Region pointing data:

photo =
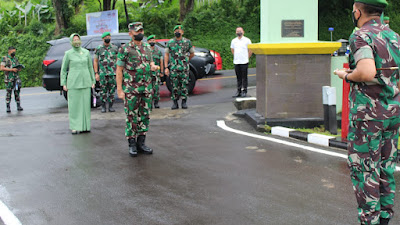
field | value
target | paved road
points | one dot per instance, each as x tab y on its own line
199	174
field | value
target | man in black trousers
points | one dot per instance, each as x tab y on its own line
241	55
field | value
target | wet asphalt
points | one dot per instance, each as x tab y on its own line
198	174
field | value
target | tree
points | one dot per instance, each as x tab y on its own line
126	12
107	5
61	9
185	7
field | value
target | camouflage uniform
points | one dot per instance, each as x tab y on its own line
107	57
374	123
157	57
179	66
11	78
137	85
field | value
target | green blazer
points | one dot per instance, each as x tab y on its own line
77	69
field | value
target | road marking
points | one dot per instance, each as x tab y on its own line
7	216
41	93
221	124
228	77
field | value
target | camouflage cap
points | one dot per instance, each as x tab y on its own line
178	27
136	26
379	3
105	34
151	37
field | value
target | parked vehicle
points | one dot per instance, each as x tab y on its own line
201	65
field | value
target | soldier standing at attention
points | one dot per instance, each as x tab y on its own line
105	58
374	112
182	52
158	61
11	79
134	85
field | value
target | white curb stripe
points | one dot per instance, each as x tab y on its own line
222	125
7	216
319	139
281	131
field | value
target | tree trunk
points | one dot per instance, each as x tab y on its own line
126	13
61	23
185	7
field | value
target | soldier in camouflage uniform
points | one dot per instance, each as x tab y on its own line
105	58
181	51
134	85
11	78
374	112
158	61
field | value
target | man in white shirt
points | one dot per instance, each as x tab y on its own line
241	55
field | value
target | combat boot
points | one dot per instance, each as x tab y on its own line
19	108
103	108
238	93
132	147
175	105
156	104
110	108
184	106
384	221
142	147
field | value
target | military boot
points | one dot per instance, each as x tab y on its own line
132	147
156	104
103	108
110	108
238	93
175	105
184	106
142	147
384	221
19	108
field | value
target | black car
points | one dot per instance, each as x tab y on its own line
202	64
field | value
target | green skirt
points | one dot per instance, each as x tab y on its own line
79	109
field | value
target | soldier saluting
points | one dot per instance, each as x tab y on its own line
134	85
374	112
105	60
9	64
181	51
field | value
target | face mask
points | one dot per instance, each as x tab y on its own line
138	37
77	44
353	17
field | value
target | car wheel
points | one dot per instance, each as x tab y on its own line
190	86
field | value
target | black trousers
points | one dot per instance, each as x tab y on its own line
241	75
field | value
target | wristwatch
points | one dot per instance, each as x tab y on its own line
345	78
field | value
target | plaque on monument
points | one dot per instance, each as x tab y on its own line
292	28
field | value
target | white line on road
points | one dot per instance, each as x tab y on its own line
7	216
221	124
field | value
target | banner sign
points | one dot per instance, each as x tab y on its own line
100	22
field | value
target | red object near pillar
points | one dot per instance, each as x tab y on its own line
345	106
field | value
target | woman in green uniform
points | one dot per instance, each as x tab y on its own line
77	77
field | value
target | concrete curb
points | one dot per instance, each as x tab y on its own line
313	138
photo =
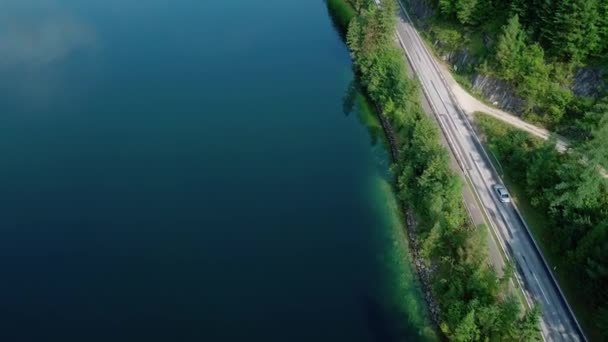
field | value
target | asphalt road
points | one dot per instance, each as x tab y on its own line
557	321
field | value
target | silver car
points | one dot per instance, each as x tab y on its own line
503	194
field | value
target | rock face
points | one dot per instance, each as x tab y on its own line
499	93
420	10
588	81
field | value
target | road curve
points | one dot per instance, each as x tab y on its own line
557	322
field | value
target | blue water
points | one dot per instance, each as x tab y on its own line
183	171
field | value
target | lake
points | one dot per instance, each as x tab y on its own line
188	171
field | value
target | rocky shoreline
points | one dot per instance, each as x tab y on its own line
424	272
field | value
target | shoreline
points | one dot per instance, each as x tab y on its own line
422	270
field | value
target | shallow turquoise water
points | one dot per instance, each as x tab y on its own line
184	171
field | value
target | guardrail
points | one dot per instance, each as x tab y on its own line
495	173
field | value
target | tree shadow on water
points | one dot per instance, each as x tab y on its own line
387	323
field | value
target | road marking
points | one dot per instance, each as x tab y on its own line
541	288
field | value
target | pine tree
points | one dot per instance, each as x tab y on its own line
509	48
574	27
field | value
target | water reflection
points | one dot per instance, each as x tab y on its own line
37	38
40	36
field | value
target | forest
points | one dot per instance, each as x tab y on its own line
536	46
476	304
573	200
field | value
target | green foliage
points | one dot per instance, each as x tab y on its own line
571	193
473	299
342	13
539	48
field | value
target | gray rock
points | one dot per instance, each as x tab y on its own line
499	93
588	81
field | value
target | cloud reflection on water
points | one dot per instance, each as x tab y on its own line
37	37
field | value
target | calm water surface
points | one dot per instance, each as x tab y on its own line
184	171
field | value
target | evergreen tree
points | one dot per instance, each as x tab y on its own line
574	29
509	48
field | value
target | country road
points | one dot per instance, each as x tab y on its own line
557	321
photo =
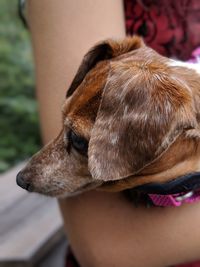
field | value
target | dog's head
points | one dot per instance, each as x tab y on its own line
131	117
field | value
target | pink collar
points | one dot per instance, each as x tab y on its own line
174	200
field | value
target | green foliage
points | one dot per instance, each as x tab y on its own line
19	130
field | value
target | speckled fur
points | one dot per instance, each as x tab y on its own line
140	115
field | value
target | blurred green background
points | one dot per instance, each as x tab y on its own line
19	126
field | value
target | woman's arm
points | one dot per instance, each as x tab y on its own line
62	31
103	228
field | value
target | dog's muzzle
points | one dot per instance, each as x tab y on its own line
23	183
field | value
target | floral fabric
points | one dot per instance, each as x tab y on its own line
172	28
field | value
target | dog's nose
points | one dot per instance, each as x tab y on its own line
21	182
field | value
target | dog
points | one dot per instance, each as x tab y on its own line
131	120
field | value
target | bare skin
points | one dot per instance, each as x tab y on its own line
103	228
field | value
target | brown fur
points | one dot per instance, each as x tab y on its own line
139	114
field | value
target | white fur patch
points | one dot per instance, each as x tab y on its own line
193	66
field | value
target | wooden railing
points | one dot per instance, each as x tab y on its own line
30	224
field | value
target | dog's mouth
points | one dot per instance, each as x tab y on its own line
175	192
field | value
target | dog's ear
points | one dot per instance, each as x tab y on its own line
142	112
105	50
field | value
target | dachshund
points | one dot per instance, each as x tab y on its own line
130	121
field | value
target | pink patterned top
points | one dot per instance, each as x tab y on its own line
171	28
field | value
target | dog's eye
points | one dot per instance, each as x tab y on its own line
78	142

:: TASK OBJECTIVE ::
Each entry is to be given again exactly as it stands, with its pictures removed.

:: EXERCISE ANSWER ::
photo =
field | value
target | paved road
points | one dot per instance, each as x tab y on its own line
199	174
field | value
target | man in black trousers
points | one dot per instance, each as x tab y on its own line
241	55
field | value
target | wet asphalt
points | one dot per instance, each as x tab y on its own line
198	174
field | value
target | tree
points | one dot per instance, each as x tab y on its own line
126	12
107	5
61	9
185	7
field | value
target | camouflage uniform
points | one dot per instance, each as x tab y on its own line
107	57
374	123
157	57
179	66
11	78
137	85
field | value
target | green blazer
points | one dot per instance, each as x tab y on its own line
77	69
field | value
target | road marking
points | one dot per instance, each as x tab y on its own line
7	216
41	93
221	124
228	77
field | value
target | camouflage cap
points | one dot per instance, each as x tab y on its own line
178	27
136	26
379	3
105	34
151	37
field | value
target | parked vehicle
points | one dot per instance, each as x tab y on its own line
201	65
field | value
target | soldier standing at attention
points | one dot per instance, each as x tab y on its own line
105	58
374	112
182	52
158	61
11	79
134	85
field | value
target | white curb stripe
points | one dot per instance, each as x tab y on its own line
222	125
7	216
319	139
281	131
field | value
target | tree trunk
points | one dot per instance, each as x tab y on its own line
126	13
61	23
185	7
field | value
target | soldier in camouflage uniform
points | one dot per instance, each as x tab y on its own line
105	58
181	51
134	85
11	78
374	112
158	61
field | value
target | man in white shirt
points | one dot per instance, each as x tab y on its own line
241	55
field | value
target | combat boot
points | one dot per instance, each as x tab y on its own line
19	108
103	108
238	93
132	147
175	105
156	104
110	108
184	106
384	221
142	147
field | value
target | military boot
points | one dot per instance, each as x tab y on its own line
132	147
156	104
103	108
110	108
238	93
175	105
184	106
142	147
384	221
19	108
field | value
target | black car
points | one dot per instance, each as x tab y on its own line
202	64
field | value
target | green skirt
points | one dot per instance, each as x tab y on its own line
79	109
field | value
target | soldier saluting
points | one dot per instance, each as x tab y on its own line
134	85
374	112
105	60
9	64
181	51
field | value
target | face mask
points | one dot per instance, each as x tab y on its own line
138	37
77	44
353	17
field | value
target | car wheel
points | one dot per instance, each as x tab y on its own line
190	86
field | value
target | black trousers
points | one dot per instance, each as x tab y on its own line
241	75
field | value
target | wristwatch
points | one dot per instance, each as x tab y on its own line
345	78
field | value
target | plaque on monument
points | one dot per instance, each as x tab y on its own line
292	28
field | value
target | white line on road
points | one dot per instance, each as x tab y on its own line
7	216
221	124
field | value
target | banner sign
points | one dot per instance, each as x tab y on its own line
100	22
field | value
target | red object near pillar
points | one dot per instance, each as x tab y on its own line
345	106
field | value
target | woman in green uniform
points | one dot per instance, each as x tab y on its own line
77	77
field | value
target | concrete curb
points | one dot per instance, each as x tab y on its own line
313	138
photo =
field | value
target | asphalt road
points | one dot per instance, each as x tab y on its own line
557	321
field | value
target | silver car
points | one dot per instance, each as x tab y on its own line
503	194
field | value
target | rock face
points | one dot per instance, each as x tab y on its own line
499	93
420	10
588	81
field | value
target | road curve
points | one dot per instance, each as x tab y on its own line
557	322
field | value
target | blue water
points | one dot per instance, each as x tab y on its own line
183	171
field | value
target | lake
points | one dot per instance, each as x tab y on its own line
188	171
field | value
target | rocky shoreline
points | one dot per instance, each as x tab y on its own line
424	272
field | value
target | shoreline
points | one dot per instance, each as x tab y on its own line
422	270
field | value
target | shallow turquoise water
points | one dot per instance, each as x tab y on its own line
184	171
field | value
target | guardrail
points | one dot per instance, each as x tab y on its own line
495	173
field | value
target | tree shadow on water
points | one dot per instance, each as x tab y on its own line
387	323
field | value
target | road marking
points | one dot per instance, each as x tab y on its own line
541	288
field | value
target | pine tree
points | one dot per instance, each as x tab y on its own line
509	48
574	27
field | value
target | water reflection
points | one dot per instance, each as x tab y on its own line
37	38
40	36
field | value
target | forest
points | one dot per instance, each as x tab y on its own line
536	46
476	304
573	200
field | value
target | green foliage
points | one dot per instance, each as x tab y on its own line
571	193
473	299
342	13
539	48
field | value
target | gray rock
points | one dot per instance, each as x tab y on its own line
499	93
588	81
field | value
target | cloud reflection on water
points | one dot per instance, each as x tab y on its own line
37	37
field | value
target | calm water surface
points | one dot per instance, each as x tab y on its own line
184	171
field | value
target | evergreen tree
points | one dot per instance, each as x tab y on its own line
574	29
509	48
field | value
target | country road
points | one dot per instance, each as x tab y on its own line
557	321
photo =
field | value
target | dog's head
points | one dot per instance, each as x tab y on its own line
131	117
field | value
target | pink collar
points | one dot per instance, each as x tab y on its own line
174	200
field | value
target | green foliage
points | one dot per instance, each as x tab y on its own line
19	130
field | value
target | speckled fur
points | one dot per instance, each as x tab y on its own line
140	115
field | value
target | blurred green background
points | one dot per instance, each as x tab y on its own line
19	126
field | value
target | woman's arm
points | one dot per instance, each as x tab y on its own line
62	31
103	228
field | value
target | dog's muzzle
points | one dot per instance, each as x tab y on its own line
23	183
field | value
target | floral fabric
points | one dot per instance, each as x tab y on its own line
172	28
field | value
target | dog's nose
points | one dot per instance, each as x tab y on its own line
21	182
field | value
target | dog
points | one dot per instance, each as x tab y on its own line
131	120
field | value
target | bare skin
points | one dot per instance, each as x tab y on its own line
103	228
field | value
target | brown fur
points | one dot per instance, each as x tab y on its own line
139	114
field | value
target | white fur patch
points | one dot per instance, each as x tab y on its own line
193	66
field | value
target | wooden railing
points | one dot per instance, each as x tab y on its own line
30	224
field | value
target | dog's mouth
points | one dot per instance, each as x tab y on its own line
175	192
field | value
target | dog's ear
points | one dot per instance, each as x tab y on its own line
142	112
105	50
field | value
target | dachshund
points | one dot per instance, each as x tab y on its own line
130	121
field | value
target | pink patterned top
points | one dot per instance, each as x tab y on its own line
171	28
field | value
target | dog's eye
points | one dot per instance, each as x tab y on its own line
78	142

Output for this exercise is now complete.